* [Source extract]:
Which brings us to our mystery pictures:


You’ll have to excuse the quality of the pictures. I used the app on my phone to create positives from the negatives. It began with the picture of Billy Mills with the woman in glasses. This photo was part of the group indexed under Mills, Billy. The woman was unidentified. I couldn’t even read her pin. At the time, nothing else in the picture indicated the event, so I put the photo aside to identify later.

I then stumbled upon these pictures, which were indexed under Operation Breadbasket.



This was obviously a rally to free Angela Davis by Operation Breadbasket. It had been filed with all of the other Operation Breadbasket pictures. However, I recognized the woman Rev. H. H. Brookins was shaking hands with. With the help of my trusty jewelry loupe, I was able to read the award and identify the woman as Sallye Davis, the mother of Angela Davis, who had attended the Operation Breadbasket meeting.

It struck me as strange that the meeting seemed to be outdoors. All of the Operation Breadbasket meetings were indoors, at least in the pictures. I did a bit of digging and found an article in the Los Angeles Sentinel talking about the meeting.


She’s even wearing the same outfit in the picture! Hair, necklace, glasses, pin and everything! It turns out that the meeting began at Elks Hall, where Operation Breadbasket normally had meetings. However, in the middle of his speech, Reverend Jesse Boyd had been told that there was a bomb threat placed on the building. The building was evacuated, with hundreds of newly evacuated people milling around in the parking lot. Rev. Boyd and Rev. Brookins stood on a car bumper and called the people to order. A table was brought out and became a speakers platform, on which Rev. Boyd, Rev. Brookins and Sallye Davis stood for the rest of the meeting. Rolland Curtis was there to capture the entire event.

The police continued to search the building but found no bombs at Elks Hall. Davis was acquitted of all charges in June of 1972, by an all-white jury. The remaining Soledad Brothers were acquitted of all charges in March of 1972.



Cleaver, Jim. 1971. “Angela’s Mother Speaks Despite Threat of Bomb.” Los Angeles Sentinel (1934-2005), Jul 15, 2.



Negative Me and seeing the Positive

Beginning count: 5964

Today: 133

Total: 6097 photographs and negatives

A large percentage of the Curtis collection is comprised of negatives, with no physical print available. This complicates the processing of the collection for several reasons. First, processing photos of the fragmented collection becomes more arduous when using negatives. The negatives are difficult to compare against other prints or negatives for obvious reasons, like colors and details that I fail to associate because I am unable to translate them to the same colors and details without help. Second, the people in the photographs are more difficult to identify in negatives, further complicating the identification of events. Sometimes, the image needs to become a positive in order to identify events, colors and people in the photographs.

* [What you are asked to do]:
From the text on the Operation Breadbasket photos, extract word for word the stretch from "A large percentage" through "in the photographs.". The data below has no part in this.

* [Data listing]:
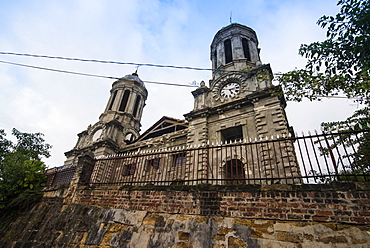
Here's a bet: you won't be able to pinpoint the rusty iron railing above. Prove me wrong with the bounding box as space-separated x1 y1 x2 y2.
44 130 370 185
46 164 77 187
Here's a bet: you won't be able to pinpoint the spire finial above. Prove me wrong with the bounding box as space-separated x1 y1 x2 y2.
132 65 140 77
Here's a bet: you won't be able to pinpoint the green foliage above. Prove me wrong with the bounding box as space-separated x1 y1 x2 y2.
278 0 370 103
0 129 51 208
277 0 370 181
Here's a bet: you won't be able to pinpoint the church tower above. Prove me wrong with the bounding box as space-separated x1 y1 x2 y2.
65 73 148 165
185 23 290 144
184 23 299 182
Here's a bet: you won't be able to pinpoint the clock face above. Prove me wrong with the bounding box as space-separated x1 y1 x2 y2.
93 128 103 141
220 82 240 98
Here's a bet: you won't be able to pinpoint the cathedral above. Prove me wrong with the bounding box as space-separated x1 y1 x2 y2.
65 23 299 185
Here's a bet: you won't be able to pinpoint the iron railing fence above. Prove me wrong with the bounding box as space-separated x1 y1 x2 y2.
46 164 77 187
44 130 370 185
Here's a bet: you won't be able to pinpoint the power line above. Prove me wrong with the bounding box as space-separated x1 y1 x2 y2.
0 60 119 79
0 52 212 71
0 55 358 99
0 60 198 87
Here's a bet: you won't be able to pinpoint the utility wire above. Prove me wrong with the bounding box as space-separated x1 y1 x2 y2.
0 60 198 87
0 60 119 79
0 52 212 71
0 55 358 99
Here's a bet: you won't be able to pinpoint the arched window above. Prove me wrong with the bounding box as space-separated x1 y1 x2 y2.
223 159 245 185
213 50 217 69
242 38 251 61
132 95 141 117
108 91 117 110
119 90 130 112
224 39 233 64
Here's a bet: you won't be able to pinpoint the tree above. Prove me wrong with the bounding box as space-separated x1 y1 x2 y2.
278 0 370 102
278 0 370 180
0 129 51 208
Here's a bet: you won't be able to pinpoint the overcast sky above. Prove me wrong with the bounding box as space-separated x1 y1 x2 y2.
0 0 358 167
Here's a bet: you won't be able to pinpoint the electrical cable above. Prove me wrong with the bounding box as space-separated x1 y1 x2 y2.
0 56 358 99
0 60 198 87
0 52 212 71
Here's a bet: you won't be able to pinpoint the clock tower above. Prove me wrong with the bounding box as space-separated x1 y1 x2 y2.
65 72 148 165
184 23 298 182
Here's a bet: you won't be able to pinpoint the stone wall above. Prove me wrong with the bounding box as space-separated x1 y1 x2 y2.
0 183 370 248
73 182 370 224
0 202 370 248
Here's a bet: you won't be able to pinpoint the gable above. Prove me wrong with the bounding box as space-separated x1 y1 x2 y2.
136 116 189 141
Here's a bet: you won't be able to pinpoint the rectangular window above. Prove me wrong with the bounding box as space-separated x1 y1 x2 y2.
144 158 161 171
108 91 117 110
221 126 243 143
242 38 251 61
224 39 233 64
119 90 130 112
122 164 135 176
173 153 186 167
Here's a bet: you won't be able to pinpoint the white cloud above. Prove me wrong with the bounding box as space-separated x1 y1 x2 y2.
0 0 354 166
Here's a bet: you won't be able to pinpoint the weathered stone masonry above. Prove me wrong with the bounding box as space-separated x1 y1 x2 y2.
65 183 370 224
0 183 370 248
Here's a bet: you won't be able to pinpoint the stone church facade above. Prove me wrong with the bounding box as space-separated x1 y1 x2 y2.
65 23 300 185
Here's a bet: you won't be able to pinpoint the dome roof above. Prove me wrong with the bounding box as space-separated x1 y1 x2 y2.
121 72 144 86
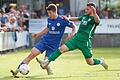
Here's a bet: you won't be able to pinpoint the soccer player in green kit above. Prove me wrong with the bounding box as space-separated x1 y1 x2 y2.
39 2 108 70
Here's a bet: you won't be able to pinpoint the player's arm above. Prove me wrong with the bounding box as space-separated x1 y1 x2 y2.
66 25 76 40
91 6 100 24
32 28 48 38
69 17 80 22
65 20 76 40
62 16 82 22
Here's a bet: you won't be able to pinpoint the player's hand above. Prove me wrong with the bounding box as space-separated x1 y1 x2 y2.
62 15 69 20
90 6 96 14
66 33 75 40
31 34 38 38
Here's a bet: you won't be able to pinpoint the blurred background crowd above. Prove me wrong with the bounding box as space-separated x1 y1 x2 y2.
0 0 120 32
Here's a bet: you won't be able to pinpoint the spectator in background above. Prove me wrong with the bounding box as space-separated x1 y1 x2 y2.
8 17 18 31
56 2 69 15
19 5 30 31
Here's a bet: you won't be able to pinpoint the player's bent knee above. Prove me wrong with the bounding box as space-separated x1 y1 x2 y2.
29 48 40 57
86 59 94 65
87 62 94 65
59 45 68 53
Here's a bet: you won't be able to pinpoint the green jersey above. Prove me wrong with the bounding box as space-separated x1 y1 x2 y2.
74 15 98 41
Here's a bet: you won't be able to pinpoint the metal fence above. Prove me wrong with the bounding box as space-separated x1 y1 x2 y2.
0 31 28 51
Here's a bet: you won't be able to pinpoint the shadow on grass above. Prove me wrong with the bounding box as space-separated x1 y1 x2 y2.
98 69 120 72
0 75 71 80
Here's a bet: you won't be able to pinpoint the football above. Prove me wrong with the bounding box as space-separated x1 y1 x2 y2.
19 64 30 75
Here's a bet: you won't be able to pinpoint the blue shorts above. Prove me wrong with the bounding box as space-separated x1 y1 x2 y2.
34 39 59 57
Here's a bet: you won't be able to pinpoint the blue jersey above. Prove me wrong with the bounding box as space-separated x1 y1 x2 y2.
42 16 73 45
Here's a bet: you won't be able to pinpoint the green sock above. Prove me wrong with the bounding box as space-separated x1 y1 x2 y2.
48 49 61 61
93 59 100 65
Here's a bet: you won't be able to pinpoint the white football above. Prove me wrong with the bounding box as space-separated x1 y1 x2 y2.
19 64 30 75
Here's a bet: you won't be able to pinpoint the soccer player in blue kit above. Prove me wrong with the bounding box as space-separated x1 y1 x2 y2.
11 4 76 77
--
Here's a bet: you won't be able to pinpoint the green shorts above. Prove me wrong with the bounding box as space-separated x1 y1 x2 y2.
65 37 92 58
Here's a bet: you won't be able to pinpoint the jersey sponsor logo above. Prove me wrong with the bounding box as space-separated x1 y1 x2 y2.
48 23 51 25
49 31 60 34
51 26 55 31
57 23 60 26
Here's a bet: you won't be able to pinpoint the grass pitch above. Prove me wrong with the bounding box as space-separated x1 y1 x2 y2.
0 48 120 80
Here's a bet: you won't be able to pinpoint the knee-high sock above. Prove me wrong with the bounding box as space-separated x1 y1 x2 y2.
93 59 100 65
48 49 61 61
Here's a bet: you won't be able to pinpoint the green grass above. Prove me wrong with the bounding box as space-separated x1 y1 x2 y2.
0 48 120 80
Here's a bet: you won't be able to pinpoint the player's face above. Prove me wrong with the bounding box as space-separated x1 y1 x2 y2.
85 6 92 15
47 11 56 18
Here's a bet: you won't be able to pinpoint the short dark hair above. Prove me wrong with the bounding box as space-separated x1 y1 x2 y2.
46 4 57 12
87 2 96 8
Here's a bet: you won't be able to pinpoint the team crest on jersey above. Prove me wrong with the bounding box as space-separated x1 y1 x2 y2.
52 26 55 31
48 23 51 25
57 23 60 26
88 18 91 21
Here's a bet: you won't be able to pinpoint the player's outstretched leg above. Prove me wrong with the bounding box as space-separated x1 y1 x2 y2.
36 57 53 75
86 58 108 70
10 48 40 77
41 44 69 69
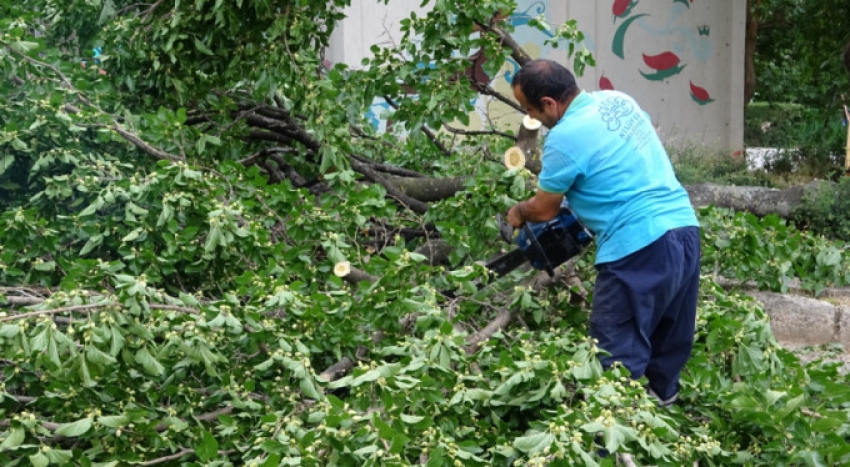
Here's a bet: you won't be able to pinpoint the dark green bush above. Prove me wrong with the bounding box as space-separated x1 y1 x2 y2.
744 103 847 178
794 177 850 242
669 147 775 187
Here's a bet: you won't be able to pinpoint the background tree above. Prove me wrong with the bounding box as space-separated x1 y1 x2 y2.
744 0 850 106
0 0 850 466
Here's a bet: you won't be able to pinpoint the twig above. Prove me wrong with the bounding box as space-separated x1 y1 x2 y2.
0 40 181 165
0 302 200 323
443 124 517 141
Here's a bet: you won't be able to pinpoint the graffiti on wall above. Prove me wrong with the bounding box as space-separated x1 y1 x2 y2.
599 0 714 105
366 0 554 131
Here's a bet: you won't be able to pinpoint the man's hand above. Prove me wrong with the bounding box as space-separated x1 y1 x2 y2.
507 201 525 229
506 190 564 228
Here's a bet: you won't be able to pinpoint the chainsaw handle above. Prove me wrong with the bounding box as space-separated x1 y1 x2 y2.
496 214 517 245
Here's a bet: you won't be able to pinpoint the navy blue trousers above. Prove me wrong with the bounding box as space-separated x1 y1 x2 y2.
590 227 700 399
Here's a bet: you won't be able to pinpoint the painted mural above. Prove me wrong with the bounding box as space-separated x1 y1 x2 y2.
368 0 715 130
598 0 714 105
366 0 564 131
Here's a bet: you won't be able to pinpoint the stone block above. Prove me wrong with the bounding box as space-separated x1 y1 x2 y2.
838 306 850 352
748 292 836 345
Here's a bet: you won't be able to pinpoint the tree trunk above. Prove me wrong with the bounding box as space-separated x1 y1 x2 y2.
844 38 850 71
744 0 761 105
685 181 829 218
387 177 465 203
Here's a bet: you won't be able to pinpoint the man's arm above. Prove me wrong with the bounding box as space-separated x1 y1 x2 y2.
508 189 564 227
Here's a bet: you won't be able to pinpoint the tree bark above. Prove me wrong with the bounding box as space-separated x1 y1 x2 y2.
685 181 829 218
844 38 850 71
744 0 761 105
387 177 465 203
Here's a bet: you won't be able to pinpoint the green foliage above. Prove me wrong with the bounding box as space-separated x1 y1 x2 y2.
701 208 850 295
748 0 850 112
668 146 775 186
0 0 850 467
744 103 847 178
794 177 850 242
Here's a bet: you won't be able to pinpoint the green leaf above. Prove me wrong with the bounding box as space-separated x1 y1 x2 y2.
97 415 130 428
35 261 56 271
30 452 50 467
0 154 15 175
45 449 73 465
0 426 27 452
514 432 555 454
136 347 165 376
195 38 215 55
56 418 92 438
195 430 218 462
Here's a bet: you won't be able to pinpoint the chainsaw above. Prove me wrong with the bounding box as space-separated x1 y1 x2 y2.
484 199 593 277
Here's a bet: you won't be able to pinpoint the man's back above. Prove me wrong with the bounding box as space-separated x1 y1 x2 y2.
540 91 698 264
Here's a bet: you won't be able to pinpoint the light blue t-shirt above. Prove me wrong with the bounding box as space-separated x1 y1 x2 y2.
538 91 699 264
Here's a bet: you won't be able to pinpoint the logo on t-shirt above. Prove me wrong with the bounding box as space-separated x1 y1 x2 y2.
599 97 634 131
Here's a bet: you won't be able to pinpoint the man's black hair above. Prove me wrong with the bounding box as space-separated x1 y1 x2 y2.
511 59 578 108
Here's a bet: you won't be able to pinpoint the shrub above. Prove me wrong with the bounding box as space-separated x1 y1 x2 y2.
---
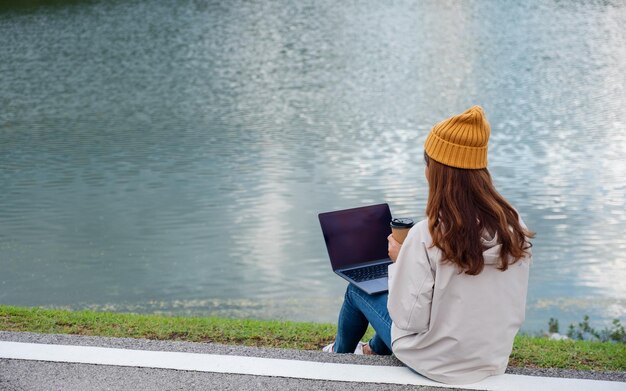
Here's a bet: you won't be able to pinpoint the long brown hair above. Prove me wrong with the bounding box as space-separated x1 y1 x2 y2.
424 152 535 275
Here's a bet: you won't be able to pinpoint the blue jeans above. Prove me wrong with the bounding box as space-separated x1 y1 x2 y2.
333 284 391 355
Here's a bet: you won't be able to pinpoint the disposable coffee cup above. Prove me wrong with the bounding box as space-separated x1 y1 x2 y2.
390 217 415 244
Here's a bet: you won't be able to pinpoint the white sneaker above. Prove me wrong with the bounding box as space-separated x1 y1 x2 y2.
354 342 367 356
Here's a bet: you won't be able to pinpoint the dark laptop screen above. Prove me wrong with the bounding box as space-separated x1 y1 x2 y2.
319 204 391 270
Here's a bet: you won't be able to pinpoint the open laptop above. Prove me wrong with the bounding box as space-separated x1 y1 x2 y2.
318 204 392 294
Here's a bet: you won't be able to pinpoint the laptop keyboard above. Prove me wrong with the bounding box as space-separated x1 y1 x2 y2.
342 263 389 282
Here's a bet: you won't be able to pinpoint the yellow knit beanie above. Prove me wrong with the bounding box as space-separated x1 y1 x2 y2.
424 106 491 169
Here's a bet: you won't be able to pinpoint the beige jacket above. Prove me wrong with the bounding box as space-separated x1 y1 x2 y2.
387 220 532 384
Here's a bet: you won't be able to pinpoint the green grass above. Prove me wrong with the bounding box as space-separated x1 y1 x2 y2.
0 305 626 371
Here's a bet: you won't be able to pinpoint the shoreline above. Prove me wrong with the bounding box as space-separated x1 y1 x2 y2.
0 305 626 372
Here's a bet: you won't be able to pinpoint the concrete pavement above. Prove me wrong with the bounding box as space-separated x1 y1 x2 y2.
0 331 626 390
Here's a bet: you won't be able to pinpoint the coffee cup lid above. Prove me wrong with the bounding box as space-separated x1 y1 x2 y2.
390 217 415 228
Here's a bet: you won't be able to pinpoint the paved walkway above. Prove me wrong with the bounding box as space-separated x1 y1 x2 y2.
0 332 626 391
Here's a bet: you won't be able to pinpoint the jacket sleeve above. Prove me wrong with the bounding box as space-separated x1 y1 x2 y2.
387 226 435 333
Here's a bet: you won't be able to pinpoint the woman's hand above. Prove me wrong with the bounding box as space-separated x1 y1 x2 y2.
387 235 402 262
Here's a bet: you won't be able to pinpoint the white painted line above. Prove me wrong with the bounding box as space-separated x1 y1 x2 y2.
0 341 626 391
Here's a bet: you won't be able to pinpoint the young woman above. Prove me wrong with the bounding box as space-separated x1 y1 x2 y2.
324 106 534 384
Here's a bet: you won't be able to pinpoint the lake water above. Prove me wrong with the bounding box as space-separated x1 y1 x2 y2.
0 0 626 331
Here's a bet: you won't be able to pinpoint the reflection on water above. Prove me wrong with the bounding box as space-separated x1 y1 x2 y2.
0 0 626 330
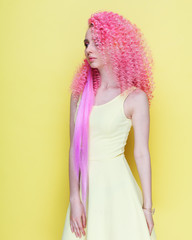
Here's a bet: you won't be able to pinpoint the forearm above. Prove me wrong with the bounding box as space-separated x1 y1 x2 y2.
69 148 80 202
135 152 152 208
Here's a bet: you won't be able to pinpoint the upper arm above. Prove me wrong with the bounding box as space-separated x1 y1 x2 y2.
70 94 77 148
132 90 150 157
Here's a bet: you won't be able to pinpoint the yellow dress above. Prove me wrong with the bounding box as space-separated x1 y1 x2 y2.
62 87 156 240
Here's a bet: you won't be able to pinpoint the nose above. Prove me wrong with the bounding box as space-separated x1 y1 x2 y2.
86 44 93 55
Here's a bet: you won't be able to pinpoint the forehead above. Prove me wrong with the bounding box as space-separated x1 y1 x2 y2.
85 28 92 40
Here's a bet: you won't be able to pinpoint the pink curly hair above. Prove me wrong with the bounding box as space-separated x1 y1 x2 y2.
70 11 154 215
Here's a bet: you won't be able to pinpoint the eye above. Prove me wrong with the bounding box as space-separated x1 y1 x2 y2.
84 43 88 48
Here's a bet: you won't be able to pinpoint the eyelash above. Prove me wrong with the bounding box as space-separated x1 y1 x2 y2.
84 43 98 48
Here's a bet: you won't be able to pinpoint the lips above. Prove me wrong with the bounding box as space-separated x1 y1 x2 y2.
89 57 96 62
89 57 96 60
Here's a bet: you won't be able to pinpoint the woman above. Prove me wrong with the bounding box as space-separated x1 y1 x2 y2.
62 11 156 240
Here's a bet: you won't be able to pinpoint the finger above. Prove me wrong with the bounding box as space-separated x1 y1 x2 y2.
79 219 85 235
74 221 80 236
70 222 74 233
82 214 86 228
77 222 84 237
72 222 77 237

* [The completed task]:
A large percentage of the Curtis collection is comprised of negatives, with no physical print available. This complicates the processing of the collection for several reasons. First, processing photos of the fragmented collection becomes more arduous when using negatives. The negatives are difficult to compare against other prints or negatives for obvious reasons, like colors and details that I fail to associate because I am unable to translate them to the same colors and details without help. Second, the people in the photographs are more difficult to identify in negatives, further complicating the identification of events. Sometimes, the image needs to become a positive in order to identify events, colors and people in the photographs.